- **Things to do**
a) Update the motorcycle trip passage, giving everything from "Recently on my" down to "tell the tale." again with "Harley" replaced by "Honda".
b) According to the motorcycle trip passage, how many miles did the cross-country trip cover?
c) Proceed with the motorcycle trip passage, writing on from its last sentence.

- **Exercise passage**
Recently on my return from a cross-country motorcycle trip someone asked me the best part of the trip. I could have answered going into Canada, being able to say I left the country on my Harley with only the crap strapped to the back for us to survive.  There is adventure in that, right?  How we stayed in the Bates Motel for two nights in Alexandria Bay, NY and survived Norman and his mom.  But really when I am asked I respond, “The morning Shelly and I left Pennsylvania at 6am for home, Yo Yo Ma playing on my iPod, the fog in the trees and the cool breeze as the motorcycle cruised up and down the mountainous terrain.” It felt as if we were flying with the eagles, not a worry in the world.  We had accomplished a cross-country trip of over eighteen hundred miles, in one hundred degree weather and we lived to tell the tale.

I think I control my feelings better, some days better than others.  I am more empathetic to those around me.  My filters however have become looser over the years and I like to believe I can be more honest in a more empathetic way. I am sure I will get a lot of shit from those closest to me because they feel I should filter much more than I do.  My patients however seem to like the candid approach I take with them.  I guess they do anyway because they return.

- **Dataset content**
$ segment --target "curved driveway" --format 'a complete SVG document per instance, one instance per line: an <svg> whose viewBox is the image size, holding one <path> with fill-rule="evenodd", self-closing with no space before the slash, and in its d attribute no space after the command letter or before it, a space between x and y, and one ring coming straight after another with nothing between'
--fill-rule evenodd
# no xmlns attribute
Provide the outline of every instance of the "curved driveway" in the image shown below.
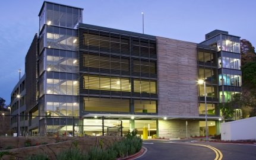
<svg viewBox="0 0 256 160"><path fill-rule="evenodd" d="M256 144L156 140L144 140L143 146L147 152L136 159L256 159Z"/></svg>

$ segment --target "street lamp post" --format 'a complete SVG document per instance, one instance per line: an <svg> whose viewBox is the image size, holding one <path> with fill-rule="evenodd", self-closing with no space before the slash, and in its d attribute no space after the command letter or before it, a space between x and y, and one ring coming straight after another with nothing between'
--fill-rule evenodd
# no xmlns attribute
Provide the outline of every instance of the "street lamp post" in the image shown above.
<svg viewBox="0 0 256 160"><path fill-rule="evenodd" d="M141 12L142 14L142 33L144 34L144 12Z"/></svg>
<svg viewBox="0 0 256 160"><path fill-rule="evenodd" d="M10 115L9 115L9 117L10 117L10 128L11 128L11 107L8 107L8 108L10 110Z"/></svg>
<svg viewBox="0 0 256 160"><path fill-rule="evenodd" d="M20 72L21 72L21 69L18 70L19 72L19 80L18 80L18 95L17 96L18 98L18 123L17 123L17 127L18 127L18 132L17 132L17 136L19 136L20 133Z"/></svg>
<svg viewBox="0 0 256 160"><path fill-rule="evenodd" d="M207 104L206 103L206 81L203 79L199 79L198 81L199 84L204 84L204 104L206 105L206 140L208 141L208 124L207 124Z"/></svg>
<svg viewBox="0 0 256 160"><path fill-rule="evenodd" d="M222 119L219 119L219 126L220 126L220 135L221 135L222 134L222 133L221 133L221 132L220 132L220 129L221 129L221 120L222 120Z"/></svg>

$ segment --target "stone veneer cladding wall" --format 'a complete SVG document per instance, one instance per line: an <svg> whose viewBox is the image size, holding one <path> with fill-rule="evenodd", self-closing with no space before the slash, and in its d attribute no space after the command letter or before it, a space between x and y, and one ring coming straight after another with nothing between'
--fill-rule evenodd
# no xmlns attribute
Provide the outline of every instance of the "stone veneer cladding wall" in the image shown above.
<svg viewBox="0 0 256 160"><path fill-rule="evenodd" d="M159 115L198 116L197 44L156 38Z"/></svg>

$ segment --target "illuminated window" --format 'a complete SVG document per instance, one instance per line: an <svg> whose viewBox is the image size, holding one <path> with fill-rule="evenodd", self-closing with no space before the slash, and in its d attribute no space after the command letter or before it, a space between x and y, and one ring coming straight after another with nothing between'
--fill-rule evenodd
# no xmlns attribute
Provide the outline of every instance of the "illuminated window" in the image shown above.
<svg viewBox="0 0 256 160"><path fill-rule="evenodd" d="M84 76L84 88L87 89L131 92L129 79L106 76Z"/></svg>
<svg viewBox="0 0 256 160"><path fill-rule="evenodd" d="M156 81L134 79L134 92L156 93Z"/></svg>
<svg viewBox="0 0 256 160"><path fill-rule="evenodd" d="M84 98L86 111L129 112L129 100L118 98Z"/></svg>
<svg viewBox="0 0 256 160"><path fill-rule="evenodd" d="M134 100L135 113L156 113L155 100Z"/></svg>

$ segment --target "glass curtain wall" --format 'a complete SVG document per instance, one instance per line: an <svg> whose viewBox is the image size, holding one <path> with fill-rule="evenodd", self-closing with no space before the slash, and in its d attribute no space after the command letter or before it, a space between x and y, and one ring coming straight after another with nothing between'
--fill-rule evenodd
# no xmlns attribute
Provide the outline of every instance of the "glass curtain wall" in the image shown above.
<svg viewBox="0 0 256 160"><path fill-rule="evenodd" d="M39 115L79 115L76 96L78 87L77 38L74 29L79 23L83 23L82 11L81 8L44 2L39 13ZM53 126L46 125L55 124L52 120L40 120L39 132L43 135L47 129L53 129ZM56 120L67 122L61 119ZM61 123L64 124L64 121Z"/></svg>

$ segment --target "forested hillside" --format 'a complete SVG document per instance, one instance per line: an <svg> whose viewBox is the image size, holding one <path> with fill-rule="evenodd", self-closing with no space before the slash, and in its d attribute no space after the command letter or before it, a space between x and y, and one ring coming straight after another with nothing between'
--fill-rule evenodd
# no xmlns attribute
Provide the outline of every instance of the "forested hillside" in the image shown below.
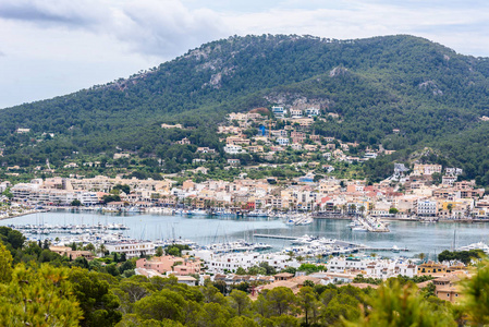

- **Responses by task**
a)
Recently on my return from a cross-country motorcycle trip someone asked me the best part of the trip. I could have answered going into Canada, being able to say I left the country on my Honda with only the crap strapped to the back for us to survive.  There is adventure in that, right?  How we stayed in the Bates Motel for two nights in Alexandria Bay, NY and survived Norman and his mom.  But really when I am asked I respond, “The morning Shelly and I left Pennsylvania at 6am for home, Yo Yo Ma playing on my iPod, the fog in the trees and the cool breeze as the motorcycle cruised up and down the mountainous terrain.” It felt as if we were flying with the eagles, not a worry in the world.  We had accomplished a cross-country trip of over eighteen hundred miles, in one hundred degree weather and we lived to tell the tale.

b) Over eighteen hundred miles.

c)
I refuse to go back to the person who did things he did not want to do.  I only spend time with people who I find interesting and I want to spend time with.  I understand the value of money and yet I can still recklessly spend it when I want too.  Friends and family have more value to me than any single or collective possessions I own.  I understand boundaries and how to put them in place.  I know Corporate America will bleed you dry and step over your cold dead body to get to the next greatest thing.  I am not bitter about the things that have happened to me in my life.  I embrace them; they have made me who I am today.  I love to experiment and not always take the safe approach to a project or event. 

I get asked “why” about the tattoo all the time.  If you have one you know why.  If you don’t then you may never understand.  In some way it completes me and tells a story or event in my life.  It is mine and nothing but death can repossess it.  It is an outward expression of and inner feeling.   It does not make me less of a person or reckless.  I am asked equally “why”, about the motorcycle.  This is in line with the tattoo, if you have one you get it.  Words cannot express the feeling and adventure of the air in your hair and bugs in your teeth.  Trust me on this one.  I have always believed it took me till my forties to be able to afford the Harley, not a midlife crisis.  Only old farts can afford the bike and all the accessories one needs to go along with it.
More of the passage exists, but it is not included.